## Start DATASET RECORDS
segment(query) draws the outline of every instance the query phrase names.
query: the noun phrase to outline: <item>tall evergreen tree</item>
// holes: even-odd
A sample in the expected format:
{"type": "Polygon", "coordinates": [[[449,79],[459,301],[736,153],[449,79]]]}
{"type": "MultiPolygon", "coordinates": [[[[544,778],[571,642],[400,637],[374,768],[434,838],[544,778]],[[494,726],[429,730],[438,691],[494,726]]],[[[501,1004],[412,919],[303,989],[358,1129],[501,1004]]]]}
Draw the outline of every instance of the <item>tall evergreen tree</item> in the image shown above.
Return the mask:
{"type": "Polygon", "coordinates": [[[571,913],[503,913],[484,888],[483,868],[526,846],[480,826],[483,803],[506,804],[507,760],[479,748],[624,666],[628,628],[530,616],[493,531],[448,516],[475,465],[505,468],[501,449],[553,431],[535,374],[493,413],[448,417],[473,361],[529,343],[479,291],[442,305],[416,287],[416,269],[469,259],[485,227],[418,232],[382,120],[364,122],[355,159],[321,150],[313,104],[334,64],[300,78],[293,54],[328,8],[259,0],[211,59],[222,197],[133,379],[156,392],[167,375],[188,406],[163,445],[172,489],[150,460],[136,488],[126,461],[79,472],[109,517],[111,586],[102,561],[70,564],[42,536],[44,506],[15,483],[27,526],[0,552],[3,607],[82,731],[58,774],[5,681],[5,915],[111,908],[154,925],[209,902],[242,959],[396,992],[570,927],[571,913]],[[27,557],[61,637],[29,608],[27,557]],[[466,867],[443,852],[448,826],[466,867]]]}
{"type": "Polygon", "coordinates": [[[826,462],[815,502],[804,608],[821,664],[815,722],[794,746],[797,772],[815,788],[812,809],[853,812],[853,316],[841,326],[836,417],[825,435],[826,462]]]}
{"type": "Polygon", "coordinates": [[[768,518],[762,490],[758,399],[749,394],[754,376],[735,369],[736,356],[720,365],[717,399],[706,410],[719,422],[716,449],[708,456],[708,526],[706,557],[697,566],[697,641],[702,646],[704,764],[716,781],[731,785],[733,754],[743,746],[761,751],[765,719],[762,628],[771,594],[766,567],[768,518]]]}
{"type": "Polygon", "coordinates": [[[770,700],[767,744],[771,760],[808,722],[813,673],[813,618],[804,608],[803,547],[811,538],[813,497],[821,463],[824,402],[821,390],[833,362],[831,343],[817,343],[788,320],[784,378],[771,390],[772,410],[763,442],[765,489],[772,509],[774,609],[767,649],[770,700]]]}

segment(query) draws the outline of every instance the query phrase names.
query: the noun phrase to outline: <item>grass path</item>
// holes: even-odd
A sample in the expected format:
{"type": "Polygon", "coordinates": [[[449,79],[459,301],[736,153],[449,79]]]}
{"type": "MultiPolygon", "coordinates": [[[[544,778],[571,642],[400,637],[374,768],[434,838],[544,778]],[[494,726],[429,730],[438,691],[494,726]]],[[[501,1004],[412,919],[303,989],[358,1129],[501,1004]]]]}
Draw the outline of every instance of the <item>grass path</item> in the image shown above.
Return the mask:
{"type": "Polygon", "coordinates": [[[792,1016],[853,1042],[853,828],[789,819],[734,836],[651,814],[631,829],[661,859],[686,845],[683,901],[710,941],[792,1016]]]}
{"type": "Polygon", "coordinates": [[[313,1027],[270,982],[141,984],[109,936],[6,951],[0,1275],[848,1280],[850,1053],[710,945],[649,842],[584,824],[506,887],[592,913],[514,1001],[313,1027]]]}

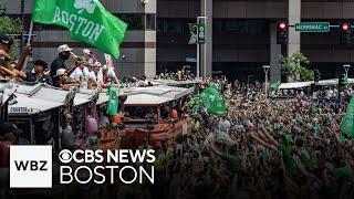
## End DATASET RECORDS
WORK TO BE COMPLETED:
Tally the lines of the data above that contain the string "path", treating case as significant. Give only the number.

WRITTEN ANSWER:
2